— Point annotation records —

• • • • • • •

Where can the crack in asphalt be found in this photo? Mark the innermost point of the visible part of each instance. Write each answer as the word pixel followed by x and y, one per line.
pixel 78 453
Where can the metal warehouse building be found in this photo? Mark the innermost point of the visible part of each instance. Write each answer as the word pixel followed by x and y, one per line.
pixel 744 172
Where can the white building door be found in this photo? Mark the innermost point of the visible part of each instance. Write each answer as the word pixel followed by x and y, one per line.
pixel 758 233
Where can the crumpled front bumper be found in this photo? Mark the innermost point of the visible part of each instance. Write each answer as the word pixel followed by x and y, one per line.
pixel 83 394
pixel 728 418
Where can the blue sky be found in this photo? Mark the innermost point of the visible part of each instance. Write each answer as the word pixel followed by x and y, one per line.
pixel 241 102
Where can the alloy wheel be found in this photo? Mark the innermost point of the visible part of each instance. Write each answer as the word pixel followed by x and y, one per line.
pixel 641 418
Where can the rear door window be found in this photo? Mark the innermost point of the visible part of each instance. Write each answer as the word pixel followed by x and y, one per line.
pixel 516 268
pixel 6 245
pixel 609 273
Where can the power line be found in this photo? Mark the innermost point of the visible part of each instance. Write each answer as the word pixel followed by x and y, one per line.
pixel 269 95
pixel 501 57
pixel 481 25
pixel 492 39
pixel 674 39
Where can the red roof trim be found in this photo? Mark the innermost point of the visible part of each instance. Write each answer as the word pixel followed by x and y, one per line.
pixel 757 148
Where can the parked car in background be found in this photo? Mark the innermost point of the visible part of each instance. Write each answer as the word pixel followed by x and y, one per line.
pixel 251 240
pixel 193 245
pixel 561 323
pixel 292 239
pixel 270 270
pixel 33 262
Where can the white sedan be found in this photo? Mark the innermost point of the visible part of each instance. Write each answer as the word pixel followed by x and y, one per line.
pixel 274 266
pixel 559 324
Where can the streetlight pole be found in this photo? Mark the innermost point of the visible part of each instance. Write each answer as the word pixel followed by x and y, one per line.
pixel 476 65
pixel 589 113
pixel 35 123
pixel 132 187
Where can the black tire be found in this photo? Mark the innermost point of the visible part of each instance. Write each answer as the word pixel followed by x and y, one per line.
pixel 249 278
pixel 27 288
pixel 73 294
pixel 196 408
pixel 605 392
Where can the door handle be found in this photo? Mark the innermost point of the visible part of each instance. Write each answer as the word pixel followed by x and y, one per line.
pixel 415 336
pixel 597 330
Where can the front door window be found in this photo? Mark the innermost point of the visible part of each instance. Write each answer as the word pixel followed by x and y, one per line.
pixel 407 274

• • • • • • •

Edit the part of the records that opens with the line containing "Where can the crumpled" and closes with the line containing "pixel 241 102", replacing "crumpled" with "dented" and leaving everything else unchanged. Give only those lines.

Where can the dented front bumper be found in this photo? Mark the innermost point of the visible part of each instance. Write each answer as the word pixel followed by x and y, one per line.
pixel 83 394
pixel 728 418
Where can the blue sky be found in this photo? Mark the innermost point of the visible part of each instance. Write each answer as the word pixel followed by x and y, one per line.
pixel 241 102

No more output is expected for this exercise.